■ **REQUIRED TASK 1**
In the stored data entries listing, change "one marker apiece" to "a single marker for each" in the lines running from the line with "[point] every instance of the kimono sleeve" up to and including the last line of the listing, leaving everything else unchanged, and return only those lines.

■ **SELECTED TEXT**
When dealing intersections of two segments connecting points on a circle, the following fact is commonly used (proof omitted):

• Suppose that the points on a circle is numbered clockwise (or counterclockwise). For pairwise distinct integers \(a,b,c, d\ (a<b, c<d)\), the segment connecting \(a\) and \(b\), and another between \(c\) and \(d\), share a point if and only if:
  • two segments \([a,b]\) and \([c,d]\) on a number line intersect, but not in an containment relationship (where one completely contains the other). Equivalently, \(a<c<b<d\) or \(c<a<d<b\) holds.

We will use this fact to simplify the observation steps. Consider the following problem:

• On a number line, you are given \(M\) segments \([A_i, B_i]\ (1\leq i\leq M)\) and \(Q\) segments \([C_j, D_j]\ (1\leq j\leq Q)\).

Stored data entries
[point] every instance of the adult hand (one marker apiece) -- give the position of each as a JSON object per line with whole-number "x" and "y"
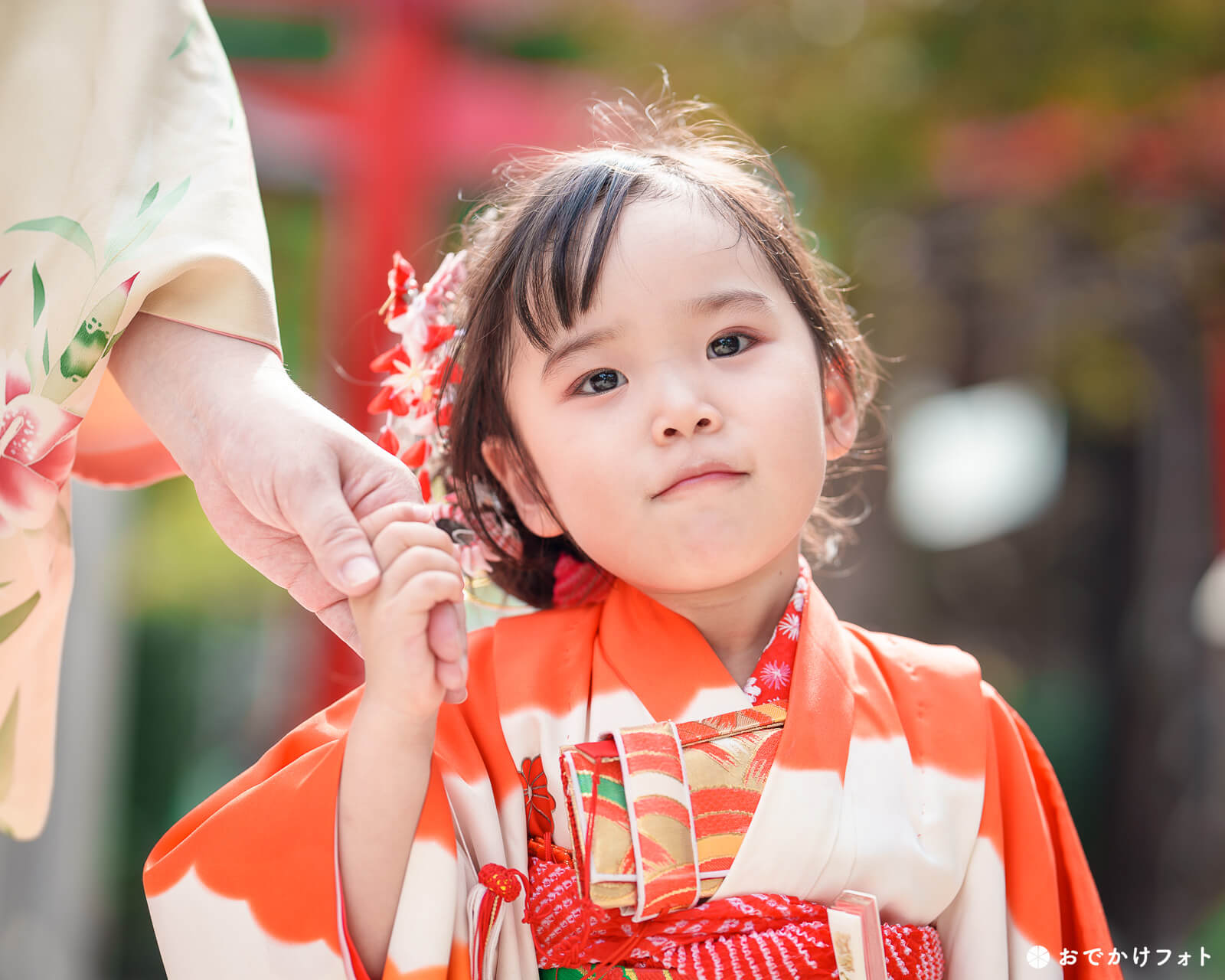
{"x": 282, "y": 479}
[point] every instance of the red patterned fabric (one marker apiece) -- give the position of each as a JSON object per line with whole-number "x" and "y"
{"x": 771, "y": 680}
{"x": 746, "y": 936}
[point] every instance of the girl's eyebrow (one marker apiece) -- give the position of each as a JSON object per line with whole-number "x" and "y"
{"x": 747, "y": 300}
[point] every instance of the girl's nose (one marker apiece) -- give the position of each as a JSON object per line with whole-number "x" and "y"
{"x": 684, "y": 410}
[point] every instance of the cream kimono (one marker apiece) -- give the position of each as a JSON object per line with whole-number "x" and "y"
{"x": 898, "y": 772}
{"x": 126, "y": 183}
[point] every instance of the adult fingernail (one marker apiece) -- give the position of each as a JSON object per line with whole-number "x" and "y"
{"x": 359, "y": 571}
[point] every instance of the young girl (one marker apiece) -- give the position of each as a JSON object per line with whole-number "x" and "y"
{"x": 683, "y": 765}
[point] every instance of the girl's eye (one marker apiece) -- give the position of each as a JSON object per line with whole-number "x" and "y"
{"x": 609, "y": 371}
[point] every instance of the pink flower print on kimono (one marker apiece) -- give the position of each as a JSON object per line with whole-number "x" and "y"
{"x": 37, "y": 446}
{"x": 771, "y": 680}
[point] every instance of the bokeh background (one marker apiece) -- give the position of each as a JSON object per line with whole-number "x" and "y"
{"x": 1028, "y": 200}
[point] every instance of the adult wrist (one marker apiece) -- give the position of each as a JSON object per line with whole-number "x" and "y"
{"x": 188, "y": 383}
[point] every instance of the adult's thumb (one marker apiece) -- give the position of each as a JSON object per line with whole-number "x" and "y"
{"x": 335, "y": 539}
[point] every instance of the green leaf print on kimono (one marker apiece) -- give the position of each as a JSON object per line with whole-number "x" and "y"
{"x": 92, "y": 340}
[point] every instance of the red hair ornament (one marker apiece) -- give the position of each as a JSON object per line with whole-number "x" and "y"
{"x": 416, "y": 407}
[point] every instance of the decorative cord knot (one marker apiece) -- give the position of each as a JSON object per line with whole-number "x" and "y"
{"x": 502, "y": 881}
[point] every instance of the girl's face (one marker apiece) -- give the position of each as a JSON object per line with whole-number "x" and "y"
{"x": 692, "y": 352}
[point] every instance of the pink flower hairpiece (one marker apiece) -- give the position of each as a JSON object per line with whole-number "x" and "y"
{"x": 418, "y": 416}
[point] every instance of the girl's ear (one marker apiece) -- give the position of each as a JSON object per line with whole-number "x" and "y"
{"x": 842, "y": 424}
{"x": 536, "y": 518}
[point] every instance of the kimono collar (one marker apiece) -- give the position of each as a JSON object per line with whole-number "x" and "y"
{"x": 673, "y": 671}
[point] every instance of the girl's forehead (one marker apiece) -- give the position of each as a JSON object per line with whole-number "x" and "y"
{"x": 674, "y": 251}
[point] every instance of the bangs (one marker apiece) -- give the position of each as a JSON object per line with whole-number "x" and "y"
{"x": 559, "y": 249}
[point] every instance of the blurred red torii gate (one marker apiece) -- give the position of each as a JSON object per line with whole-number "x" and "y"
{"x": 389, "y": 126}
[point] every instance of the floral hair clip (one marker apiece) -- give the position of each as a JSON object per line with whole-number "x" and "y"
{"x": 418, "y": 408}
{"x": 418, "y": 416}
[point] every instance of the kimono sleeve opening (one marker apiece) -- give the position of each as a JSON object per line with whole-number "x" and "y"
{"x": 1028, "y": 887}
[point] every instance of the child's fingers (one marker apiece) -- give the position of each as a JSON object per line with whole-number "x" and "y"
{"x": 402, "y": 510}
{"x": 451, "y": 675}
{"x": 398, "y": 537}
{"x": 420, "y": 559}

■ **REQUIRED TASK 2**
Output the passage on segment intersections from "When dealing intersections" up to and including "(1\leq j\leq Q)\)." with nothing changed.

■ **TASK ANSWER 1**
[point] every instance of the kimono sleeve opening (a single marker for each) -- give the position of each as a JSON object per line with whole-number "x" and "y"
{"x": 1028, "y": 887}
[point] every instance of the child's fingers (a single marker for each) -- give the position of each as a JSON object per line with whole-number "x" and "y"
{"x": 402, "y": 510}
{"x": 451, "y": 675}
{"x": 398, "y": 537}
{"x": 420, "y": 559}

■ **TASK ANSWER 2**
When dealing intersections of two segments connecting points on a circle, the following fact is commonly used (proof omitted):

• Suppose that the points on a circle is numbered clockwise (or counterclockwise). For pairwise distinct integers \(a,b,c, d\ (a<b, c<d)\), the segment connecting \(a\) and \(b\), and another between \(c\) and \(d\), share a point if and only if:
  • two segments \([a,b]\) and \([c,d]\) on a number line intersect, but not in an containment relationship (where one completely contains the other). Equivalently, \(a<c<b<d\) or \(c<a<d<b\) holds.

We will use this fact to simplify the observation steps. Consider the following problem:

• On a number line, you are given \(M\) segments \([A_i, B_i]\ (1\leq i\leq M)\) and \(Q\) segments \([C_j, D_j]\ (1\leq j\leq Q)\).